**REQUEST**
Set down the full listing exactly as given. Any pictures are to be left out.

Image location labeling entries:

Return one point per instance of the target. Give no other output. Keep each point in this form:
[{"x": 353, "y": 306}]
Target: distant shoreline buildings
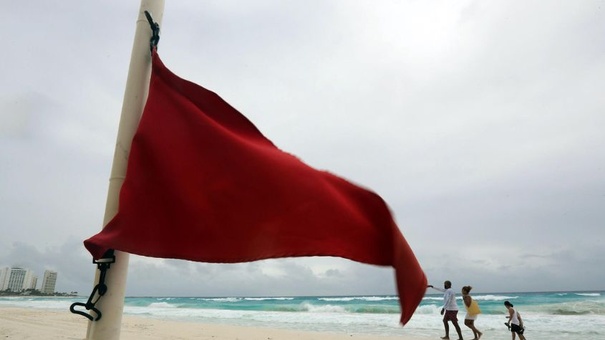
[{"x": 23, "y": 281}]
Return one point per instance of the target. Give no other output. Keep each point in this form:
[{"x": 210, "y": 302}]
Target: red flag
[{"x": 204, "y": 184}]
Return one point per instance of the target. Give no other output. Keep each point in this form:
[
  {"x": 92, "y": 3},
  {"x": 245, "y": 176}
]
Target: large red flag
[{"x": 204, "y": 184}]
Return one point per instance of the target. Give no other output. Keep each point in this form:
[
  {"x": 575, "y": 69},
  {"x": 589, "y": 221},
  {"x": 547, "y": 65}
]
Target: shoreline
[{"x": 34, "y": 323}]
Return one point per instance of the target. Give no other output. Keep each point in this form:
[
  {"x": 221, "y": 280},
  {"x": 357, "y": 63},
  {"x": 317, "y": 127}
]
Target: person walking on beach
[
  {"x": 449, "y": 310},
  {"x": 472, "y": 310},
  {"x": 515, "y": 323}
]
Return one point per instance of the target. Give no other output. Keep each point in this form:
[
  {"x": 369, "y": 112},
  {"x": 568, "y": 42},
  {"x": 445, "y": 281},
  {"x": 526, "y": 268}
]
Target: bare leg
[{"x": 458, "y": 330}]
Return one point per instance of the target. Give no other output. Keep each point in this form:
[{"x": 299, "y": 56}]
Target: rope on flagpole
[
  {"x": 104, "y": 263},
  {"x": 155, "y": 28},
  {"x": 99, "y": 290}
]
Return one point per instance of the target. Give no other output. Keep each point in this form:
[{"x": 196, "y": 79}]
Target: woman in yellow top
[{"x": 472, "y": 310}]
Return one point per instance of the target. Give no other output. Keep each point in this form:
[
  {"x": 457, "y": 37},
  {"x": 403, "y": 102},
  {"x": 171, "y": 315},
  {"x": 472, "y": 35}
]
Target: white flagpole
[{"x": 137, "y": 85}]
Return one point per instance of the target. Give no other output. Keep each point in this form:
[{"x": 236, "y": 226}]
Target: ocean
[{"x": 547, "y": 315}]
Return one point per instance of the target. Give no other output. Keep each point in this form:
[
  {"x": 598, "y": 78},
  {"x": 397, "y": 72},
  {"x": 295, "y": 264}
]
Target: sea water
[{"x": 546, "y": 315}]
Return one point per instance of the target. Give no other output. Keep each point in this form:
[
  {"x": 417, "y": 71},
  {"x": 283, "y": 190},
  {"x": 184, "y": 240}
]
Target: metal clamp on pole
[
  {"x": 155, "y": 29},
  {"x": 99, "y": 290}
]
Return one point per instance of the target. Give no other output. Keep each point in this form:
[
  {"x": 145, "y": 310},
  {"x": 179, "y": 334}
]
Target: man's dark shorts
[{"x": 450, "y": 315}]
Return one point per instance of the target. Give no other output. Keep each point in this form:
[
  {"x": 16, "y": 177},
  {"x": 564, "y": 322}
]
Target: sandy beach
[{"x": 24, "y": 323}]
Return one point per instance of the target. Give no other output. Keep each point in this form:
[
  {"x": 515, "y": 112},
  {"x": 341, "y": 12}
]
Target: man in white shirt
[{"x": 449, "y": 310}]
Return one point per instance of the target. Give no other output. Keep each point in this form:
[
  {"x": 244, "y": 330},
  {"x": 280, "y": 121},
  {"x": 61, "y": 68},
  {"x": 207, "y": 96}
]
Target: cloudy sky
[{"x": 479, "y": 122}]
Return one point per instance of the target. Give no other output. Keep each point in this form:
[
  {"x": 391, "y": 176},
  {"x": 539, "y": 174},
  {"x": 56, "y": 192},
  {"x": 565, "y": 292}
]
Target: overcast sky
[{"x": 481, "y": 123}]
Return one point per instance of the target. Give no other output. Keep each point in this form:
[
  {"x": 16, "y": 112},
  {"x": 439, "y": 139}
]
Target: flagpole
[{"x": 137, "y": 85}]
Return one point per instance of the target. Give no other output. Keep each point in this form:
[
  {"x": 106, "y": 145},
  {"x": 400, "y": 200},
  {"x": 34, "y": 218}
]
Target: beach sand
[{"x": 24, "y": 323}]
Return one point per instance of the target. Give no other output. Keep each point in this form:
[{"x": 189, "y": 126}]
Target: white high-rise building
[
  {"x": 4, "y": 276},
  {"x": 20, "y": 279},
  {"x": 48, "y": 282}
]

**ANSWER TO THIS PROBLEM**
Return one point per instance of the target. Give no other output. Keep each point in this form:
[{"x": 353, "y": 306}]
Target: distant shoreline buildings
[{"x": 23, "y": 281}]
Return one point per instance of the target. Give no other output. Keep each point in this form:
[{"x": 210, "y": 302}]
Target: red flag
[{"x": 204, "y": 184}]
Return one point per instance of the target. Give no other output. Keep each point in this form:
[
  {"x": 92, "y": 3},
  {"x": 245, "y": 176}
]
Target: large red flag
[{"x": 204, "y": 184}]
Return one point per instance of the target. Give no other output. Keep each point in this form:
[
  {"x": 575, "y": 69},
  {"x": 589, "y": 221},
  {"x": 547, "y": 65}
]
Target: shoreline
[{"x": 34, "y": 323}]
Return one point per instance of the target. Give no other output. Keep each point in this form:
[
  {"x": 221, "y": 280},
  {"x": 357, "y": 63},
  {"x": 317, "y": 127}
]
Target: person walking on beach
[
  {"x": 449, "y": 310},
  {"x": 472, "y": 310},
  {"x": 515, "y": 323}
]
Return one point per instance of the target. Give no other output. Keep each point in this form:
[
  {"x": 369, "y": 112},
  {"x": 568, "y": 42},
  {"x": 445, "y": 281},
  {"x": 526, "y": 268}
]
Target: bare leg
[{"x": 458, "y": 330}]
Return one point per instance of the target. Give no other output. Keep each point in this form:
[{"x": 299, "y": 56}]
Target: rope on flagpole
[
  {"x": 104, "y": 263},
  {"x": 155, "y": 28},
  {"x": 99, "y": 290}
]
Return one point per instance of the target. Give no other output. Keep each point in this form:
[{"x": 196, "y": 79}]
Target: woman in yellow top
[{"x": 472, "y": 310}]
Return one point per instance of the target. Give no other output. Keep each point in this form:
[
  {"x": 457, "y": 37},
  {"x": 403, "y": 102},
  {"x": 171, "y": 315},
  {"x": 472, "y": 35}
]
Target: white flagpole
[{"x": 137, "y": 85}]
Return one point per instance of the target. Give no other output. Keep each point in this form:
[{"x": 236, "y": 226}]
Target: ocean
[{"x": 547, "y": 315}]
Return one point per instance of the target. Give no other output. Keep each point in this form:
[
  {"x": 598, "y": 78},
  {"x": 397, "y": 72},
  {"x": 295, "y": 264}
]
Target: sea water
[{"x": 546, "y": 315}]
Return one point per instance of the target. Give no other output. Keep each point in this form:
[
  {"x": 417, "y": 71},
  {"x": 283, "y": 190},
  {"x": 184, "y": 240}
]
Target: metal clamp on pole
[
  {"x": 155, "y": 29},
  {"x": 99, "y": 290}
]
Return one point per instance of the target. Give no other output. Keep each point in this form:
[
  {"x": 145, "y": 310},
  {"x": 179, "y": 334}
]
Target: man's dark shorts
[{"x": 450, "y": 315}]
Return one point per instance of the target. Give no other output. Keep each point in this form:
[
  {"x": 16, "y": 177},
  {"x": 564, "y": 322}
]
Target: sandy beach
[{"x": 24, "y": 323}]
Return one point per instance of the target. Give no other output. Keep each point in this form:
[
  {"x": 515, "y": 112},
  {"x": 341, "y": 12}
]
Target: man in white shirt
[{"x": 449, "y": 310}]
Return one point per instance of the target. Give no other output. Keep each point in this form:
[
  {"x": 244, "y": 330},
  {"x": 280, "y": 121},
  {"x": 61, "y": 68},
  {"x": 207, "y": 96}
]
Target: cloudy sky
[{"x": 479, "y": 122}]
Return one point per instance of the target. Give no other output. Keep each point in this form:
[
  {"x": 391, "y": 176},
  {"x": 539, "y": 174},
  {"x": 56, "y": 192},
  {"x": 565, "y": 292}
]
Target: overcast sky
[{"x": 481, "y": 123}]
Return one point per instance of the target. Give no other output. Keep each point in this form:
[
  {"x": 16, "y": 112},
  {"x": 439, "y": 139}
]
Target: flagpole
[{"x": 137, "y": 85}]
Return one point per instance of the target. Give no other output. Keep each point in this form:
[
  {"x": 106, "y": 145},
  {"x": 400, "y": 200},
  {"x": 34, "y": 218}
]
Target: beach sand
[{"x": 24, "y": 323}]
Return one point per instance of the target. Give no other output. Keep each point in this form:
[{"x": 189, "y": 126}]
Target: white high-rise building
[
  {"x": 4, "y": 276},
  {"x": 20, "y": 279},
  {"x": 48, "y": 282}
]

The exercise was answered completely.